Texto de leitura →
--- --- ---

Não que a questão russa não estará presente. Biden tem feito acenos ao Kremlin, pedindo nos bastidores para que Kiev aceite a ideia de negociar. A retirada anunciada de Moscou de Kherson, cidade anexada no sul ucraniano, sugere várias coisas, inclusive a disposição de estabelecer uma fronteira desmilitarizada.

Xi é a principal voz no ouvido de Putin, que com o recuo mostrou-se mais flexível do que é usualmente percebido. Ele não foi derrotado militarmente, mas pressentiu a debacle. Poupou forças e deixa em aberto seu real intento.

O russo está no jogo para o longo prazo, contra o Ocidente, não a Ucrânia em si. Xi, por sua vez, comunga da mesma ideia, mas tem problemas mais imediatos para resolver com Biden --para não falar em encrencas paralelas, como a renovada assertividade nuclear da Coreia do Norte.

O principal é a crise econômica que assombra o regime chinês. Após o tombo da pandemia e a recuperação de 2021, a segunda maior economia do mundo está crescendo a passos de país desenvolvido que ainda não é, ao ritmo entre 3% e 4% neste ano.

Há dúvidas acerca da solvência do mercado imobiliário e questões ligadas à disrupção da cadeia produtiva do país devido à política de Covid zero. Mais importante, os EUA declararam uma verdadeira guerra ao estabelecer restrições draconianas para a venda de chips avançados.

Esse mercado de semicondutores é centrado na fulcral ilha de Taiwan, que Pequim considera sua e está em franca preparação militar para a hipótese de tomada à força.

--- --- ---

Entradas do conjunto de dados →

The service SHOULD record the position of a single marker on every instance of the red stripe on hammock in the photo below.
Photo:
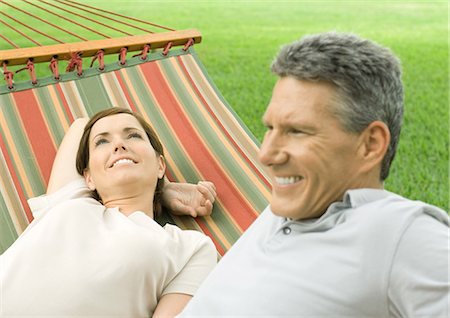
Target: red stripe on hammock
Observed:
(196, 149)
(37, 131)
(125, 90)
(64, 102)
(210, 111)
(16, 181)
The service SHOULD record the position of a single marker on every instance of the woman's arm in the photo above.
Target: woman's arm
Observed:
(63, 169)
(171, 305)
(189, 199)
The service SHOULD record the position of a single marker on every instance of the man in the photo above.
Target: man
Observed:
(333, 243)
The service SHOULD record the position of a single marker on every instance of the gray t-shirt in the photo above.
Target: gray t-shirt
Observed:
(375, 254)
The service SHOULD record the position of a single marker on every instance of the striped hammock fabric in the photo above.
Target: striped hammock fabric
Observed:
(204, 138)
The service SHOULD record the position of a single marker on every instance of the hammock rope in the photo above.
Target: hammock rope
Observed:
(125, 17)
(20, 32)
(49, 23)
(42, 20)
(104, 16)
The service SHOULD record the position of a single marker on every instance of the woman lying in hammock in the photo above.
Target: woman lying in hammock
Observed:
(107, 256)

--- --- ---

Tarefa 1 →
Responda com base no texto de leitura:
(a) Qual cidade anexada no sul ucraniano Moscou anunciou que deixaria?
(b) Em que ritmo a economia chinesa está crescendo neste ano?
(c) Em qual ilha o mercado de semicondutores é centrado?
Tarefa 2 → Redigite, sem nenhuma alteração, o trecho do texto de leitura que começa com as palavras "O russo está" e termina com "Coreia do Norte.".

Espaço de resposta 1 →
(a) Kherson.
(b) Entre 3% e 4%.
(c) Taiwan.

Espaço de resposta 2 →
O russo está no jogo para o longo prazo, contra o Ocidente, não a Ucrânia em si. Xi, por sua vez, comunga da mesma ideia, mas tem problemas mais imediatos para resolver com Biden --para não falar em encrencas paralelas, como a renovada assertividade nuclear da Coreia do Norte.